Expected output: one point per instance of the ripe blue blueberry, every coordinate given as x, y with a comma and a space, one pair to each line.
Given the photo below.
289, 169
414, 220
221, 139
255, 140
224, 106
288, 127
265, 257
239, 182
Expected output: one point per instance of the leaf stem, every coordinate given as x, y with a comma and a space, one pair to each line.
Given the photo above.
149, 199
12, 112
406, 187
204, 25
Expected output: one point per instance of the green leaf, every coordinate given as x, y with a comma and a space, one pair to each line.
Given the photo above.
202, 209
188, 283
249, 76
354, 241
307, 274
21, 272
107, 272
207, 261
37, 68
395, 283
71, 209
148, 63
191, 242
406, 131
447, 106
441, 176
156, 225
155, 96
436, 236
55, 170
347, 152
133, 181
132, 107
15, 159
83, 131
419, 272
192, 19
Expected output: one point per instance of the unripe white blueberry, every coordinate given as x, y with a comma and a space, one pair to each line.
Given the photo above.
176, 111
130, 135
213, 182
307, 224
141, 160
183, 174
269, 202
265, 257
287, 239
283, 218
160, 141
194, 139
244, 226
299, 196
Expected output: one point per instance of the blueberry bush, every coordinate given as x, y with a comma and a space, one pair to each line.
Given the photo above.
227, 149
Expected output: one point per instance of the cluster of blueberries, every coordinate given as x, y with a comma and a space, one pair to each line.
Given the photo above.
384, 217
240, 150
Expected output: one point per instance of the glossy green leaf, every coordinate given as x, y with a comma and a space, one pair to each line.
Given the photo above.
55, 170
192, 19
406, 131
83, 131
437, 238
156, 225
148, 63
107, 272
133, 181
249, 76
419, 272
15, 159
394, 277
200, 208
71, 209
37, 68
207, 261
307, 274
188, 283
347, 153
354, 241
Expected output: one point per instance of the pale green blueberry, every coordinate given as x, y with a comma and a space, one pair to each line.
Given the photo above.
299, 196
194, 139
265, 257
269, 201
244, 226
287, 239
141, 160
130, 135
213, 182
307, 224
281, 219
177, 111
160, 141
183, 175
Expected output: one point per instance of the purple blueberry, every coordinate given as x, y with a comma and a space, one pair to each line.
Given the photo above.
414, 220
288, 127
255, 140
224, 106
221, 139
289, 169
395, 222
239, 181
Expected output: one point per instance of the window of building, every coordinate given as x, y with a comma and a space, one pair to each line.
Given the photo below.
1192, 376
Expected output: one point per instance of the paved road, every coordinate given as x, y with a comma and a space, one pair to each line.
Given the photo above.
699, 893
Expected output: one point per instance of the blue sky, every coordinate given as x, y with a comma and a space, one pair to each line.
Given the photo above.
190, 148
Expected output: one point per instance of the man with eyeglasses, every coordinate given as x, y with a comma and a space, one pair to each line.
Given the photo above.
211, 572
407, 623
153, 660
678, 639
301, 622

* **Goal of the exercise**:
What is needed is an exact copy of the lines from the one holding "Expected output: one point per instance of the pale" through the final line of the material.

* **Problem solution**:
Expected output: one point per instance of the pale green blueberry, every coordinate given as x, y with a comma and a space, one pair to each line.
Given the photo above.
299, 196
194, 139
265, 257
269, 201
244, 226
287, 239
141, 160
130, 135
213, 182
307, 224
281, 219
177, 111
160, 141
183, 175
Expected output: one point per instance of the purple blueberry, every coordinate given as x, y with a comma and a space, one pair to each line.
Given the photo above.
414, 220
288, 127
255, 140
224, 106
221, 139
289, 169
395, 222
239, 181
Expected output: one point per instance of the window of building, every coordinate given as x, y with a comma and a space, one pair to each line.
Given the photo below.
1192, 376
Expected output: one point per instance of the paved road, every coordinate given as x, y with a comma and a space, one pair to each line.
Given the photo above.
699, 893
Expected output: one point per instance of the blue sky, every coordinate given as x, y with a comma and a space, one pair to each line.
Given the photo above.
190, 148
Expected output: one point per instance of the man with eyeglasses, every coordinate given as x, y with a comma and a space, one pair to each line.
Given the photo above.
211, 572
407, 623
153, 660
678, 639
301, 622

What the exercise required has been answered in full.